§ **Work instruction**: Your task is to repeat the data exactly, every line of it.

─── Data to process

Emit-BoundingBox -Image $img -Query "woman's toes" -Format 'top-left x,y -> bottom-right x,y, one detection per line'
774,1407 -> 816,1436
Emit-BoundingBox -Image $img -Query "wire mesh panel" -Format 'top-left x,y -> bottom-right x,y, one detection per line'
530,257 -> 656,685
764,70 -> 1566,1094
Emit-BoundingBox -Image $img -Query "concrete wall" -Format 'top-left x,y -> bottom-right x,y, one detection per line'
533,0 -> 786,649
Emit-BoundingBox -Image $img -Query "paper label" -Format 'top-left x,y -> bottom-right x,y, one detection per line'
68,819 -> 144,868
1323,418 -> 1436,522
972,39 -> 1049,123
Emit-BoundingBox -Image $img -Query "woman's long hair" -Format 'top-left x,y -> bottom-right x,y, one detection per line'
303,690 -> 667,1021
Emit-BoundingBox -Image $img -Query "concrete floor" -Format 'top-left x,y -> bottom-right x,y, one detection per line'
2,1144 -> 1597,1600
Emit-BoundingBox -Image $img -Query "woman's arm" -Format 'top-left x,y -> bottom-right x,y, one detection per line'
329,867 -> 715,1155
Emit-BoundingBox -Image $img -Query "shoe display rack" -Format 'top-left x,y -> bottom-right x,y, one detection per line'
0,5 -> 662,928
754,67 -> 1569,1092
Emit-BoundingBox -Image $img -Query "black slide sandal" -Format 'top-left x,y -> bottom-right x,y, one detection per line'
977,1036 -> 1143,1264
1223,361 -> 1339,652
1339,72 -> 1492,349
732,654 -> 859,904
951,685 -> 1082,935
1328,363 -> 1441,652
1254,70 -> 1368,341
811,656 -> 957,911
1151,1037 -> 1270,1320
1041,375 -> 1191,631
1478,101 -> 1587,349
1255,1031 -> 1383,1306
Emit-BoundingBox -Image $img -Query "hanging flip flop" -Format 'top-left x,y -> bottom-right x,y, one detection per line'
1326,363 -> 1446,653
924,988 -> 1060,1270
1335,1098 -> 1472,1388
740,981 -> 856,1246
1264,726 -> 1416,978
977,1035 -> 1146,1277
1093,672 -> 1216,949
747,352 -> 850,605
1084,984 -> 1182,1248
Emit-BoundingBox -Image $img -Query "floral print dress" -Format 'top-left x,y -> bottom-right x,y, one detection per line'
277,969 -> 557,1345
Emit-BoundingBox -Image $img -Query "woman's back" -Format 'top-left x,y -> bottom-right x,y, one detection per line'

──────

§ **Response area**:
Emit-BoundingBox -Image $img -Query "woman's toes" -Format 'top-left x,y -> bottom-right x,y, one detection per line'
774,1407 -> 816,1436
Emit-BoundingBox -Image $img -Query "wire mesh panel" -Format 'top-left x,y -> bottom-right x,y, one detection per line'
530,257 -> 656,685
764,70 -> 1566,1094
Emit-BoundingBox -Image $img -Query "concrete wall" -Format 'top-left x,y -> bottom-right x,y, one detection per line'
533,0 -> 786,649
Emit-BoundingBox -Image $img -Query "paper label" -Format 'top-left x,y -> bottom-right x,y, one detection per line'
68,819 -> 144,868
1323,418 -> 1436,522
972,39 -> 1049,123
Emit-BoundingBox -Image $img -Query "woman's long hair" -Format 'top-left x,y -> bottom-right x,y, one detection per line'
303,690 -> 667,1021
Emit-BoundingBox -Image $img -Query "concrete floor" -Format 'top-left x,y -> bottom-right x,y, one detection per line'
2,1144 -> 1597,1600
Emit-BoundingBox -Image $img -Query "woman's arm" -Format 'top-left x,y -> bottom-right x,y, one detection per line'
329,867 -> 715,1155
Emit-BoundingBox -Image $img -Query "shoe display rack" -Format 'top-left x,y -> bottom-right x,y, one detection per line'
0,5 -> 662,928
754,67 -> 1569,1092
Emit-BoundingBox -Image $img -Query "black slide sandal" -Format 'top-left x,y -> bottom-right x,y, one detection per line'
977,1036 -> 1143,1264
1223,361 -> 1339,652
1339,72 -> 1492,349
732,654 -> 859,904
951,685 -> 1082,935
1328,363 -> 1441,652
1254,70 -> 1368,341
811,656 -> 957,911
1151,1037 -> 1270,1320
1041,375 -> 1191,631
1478,101 -> 1587,349
1255,1031 -> 1383,1306
Emit-BoundingBox -Image $img -Query "hanging flip flop" -Format 'top-left x,y -> bottom-right x,y, one detection per line'
1326,363 -> 1446,653
924,988 -> 1060,1270
1335,1098 -> 1472,1388
740,981 -> 856,1246
1264,726 -> 1416,978
977,1035 -> 1146,1277
1093,672 -> 1216,949
747,352 -> 850,605
1084,984 -> 1182,1248
Emit-BoundingBox -Image $img -Query "floral print dress" -Format 'top-left x,y -> bottom-right x,y, one detection per line'
277,969 -> 557,1345
Emit-BoundingBox -Image $img -Query "woman's back" -Format 'top-left x,y -> bottom-right x,y, one detection per line'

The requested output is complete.